> [CONSIGNE DE TRAVAIL A] D'après le texte à analyser, de quelle œuvre de Gogol le spectacle Loco est-il une libre adaptation ?
> [CONSIGNE DE TRAVAIL B] Restituez tel quel le passage du texte à analyser qui commence par « C’est dans un » et va jusqu'à « d’une ambiguïté bienvenue. ».

> [TEXTE À ANALYSER]
※ ※ ※

« LOCO », du quotidien à l’utopie en passant par le désespoir

Loco Mise en scène Tita Iacobelli et Natacha Belova © Matteo Robert Morales

C’est dans un décor dépouillé, réduit à un lit vétuste, qu’apparaît d’abord le personnage de P., héros tragicomique de Loco. Tout son monde est pourtant déjà dans ce visage de papier triste, creusé, dans cet uniforme maussade, dans cet intérieur d’un autre temps. Dans une libre adaptation du Journal d’un fou de Gogol, Tita Iacobelli et Natacha Belova, de la Cie Belova-Iacobelli, nous transmettent quelque chose de la puissance évocatrice et symboliste de la marionnette. La chambre austère et anxiogène de P. est également la camera obscura d’un récit jalonné d’images oniriques. Si le récit reprend le motif de la descente aux enfers, récurrent dans les histoires traitant de maladie mentale, il le fait sur un ton d’une ambiguïté bienvenue.

※ ※ ※

> [MATÉRIEL FOURNI]
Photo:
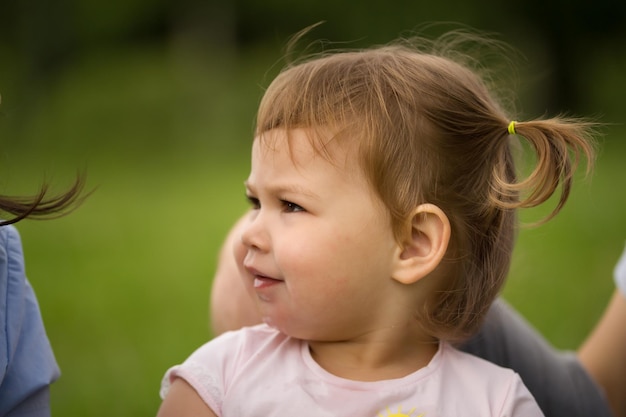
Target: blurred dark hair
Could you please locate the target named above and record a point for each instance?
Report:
(42, 205)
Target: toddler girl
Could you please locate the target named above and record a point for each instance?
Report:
(384, 197)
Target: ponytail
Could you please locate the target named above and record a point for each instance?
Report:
(559, 145)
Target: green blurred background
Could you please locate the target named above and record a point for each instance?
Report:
(155, 101)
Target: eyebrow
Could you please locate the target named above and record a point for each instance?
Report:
(279, 189)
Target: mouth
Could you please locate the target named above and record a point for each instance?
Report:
(260, 280)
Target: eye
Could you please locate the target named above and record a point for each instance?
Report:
(254, 202)
(290, 207)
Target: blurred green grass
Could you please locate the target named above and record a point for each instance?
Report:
(124, 281)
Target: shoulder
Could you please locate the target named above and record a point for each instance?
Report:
(502, 386)
(213, 367)
(238, 345)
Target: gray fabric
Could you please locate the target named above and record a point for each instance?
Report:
(558, 381)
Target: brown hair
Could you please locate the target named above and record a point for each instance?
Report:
(429, 130)
(42, 205)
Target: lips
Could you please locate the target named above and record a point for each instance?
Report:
(264, 282)
(261, 281)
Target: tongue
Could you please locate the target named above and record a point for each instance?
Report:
(260, 282)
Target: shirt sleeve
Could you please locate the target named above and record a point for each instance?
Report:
(27, 363)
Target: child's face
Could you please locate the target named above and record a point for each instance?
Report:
(319, 245)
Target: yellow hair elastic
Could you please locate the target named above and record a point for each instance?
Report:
(512, 127)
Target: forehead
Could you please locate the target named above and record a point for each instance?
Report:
(305, 145)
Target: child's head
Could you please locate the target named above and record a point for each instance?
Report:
(426, 129)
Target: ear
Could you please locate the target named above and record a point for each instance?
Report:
(425, 245)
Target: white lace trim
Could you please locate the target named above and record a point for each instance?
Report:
(206, 384)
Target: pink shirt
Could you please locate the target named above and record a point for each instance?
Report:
(258, 371)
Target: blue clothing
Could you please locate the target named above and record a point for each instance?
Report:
(27, 364)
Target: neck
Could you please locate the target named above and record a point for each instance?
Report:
(380, 354)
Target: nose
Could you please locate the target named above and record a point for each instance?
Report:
(254, 232)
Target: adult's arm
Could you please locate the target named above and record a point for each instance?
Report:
(27, 363)
(604, 352)
(557, 379)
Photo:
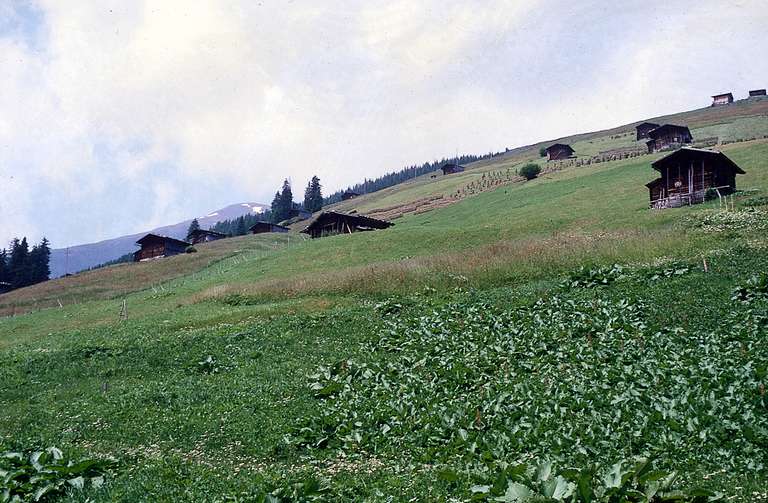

※ ※ ※

> [SOLUTION PROPOSÉE A] Du Journal d'un fou.

> [SOLUTION PROPOSÉE B]
C’est dans un décor dépouillé, réduit à un lit vétuste, qu’apparaît d’abord le personnage de P., héros tragicomique de Loco. Tout son monde est pourtant déjà dans ce visage de papier triste, creusé, dans cet uniforme maussade, dans cet intérieur d’un autre temps. Dans une libre adaptation du Journal d’un fou de Gogol, Tita Iacobelli et Natacha Belova, de la Cie Belova-Iacobelli, nous transmettent quelque chose de la puissance évocatrice et symboliste de la marionnette. La chambre austère et anxiogène de P. est également la camera obscura d’un récit jalonné d’images oniriques. Si le récit reprend le motif de la descente aux enfers, récurrent dans les histoires traitant de maladie mentale, il le fait sur un ton d’une ambiguïté bienvenue.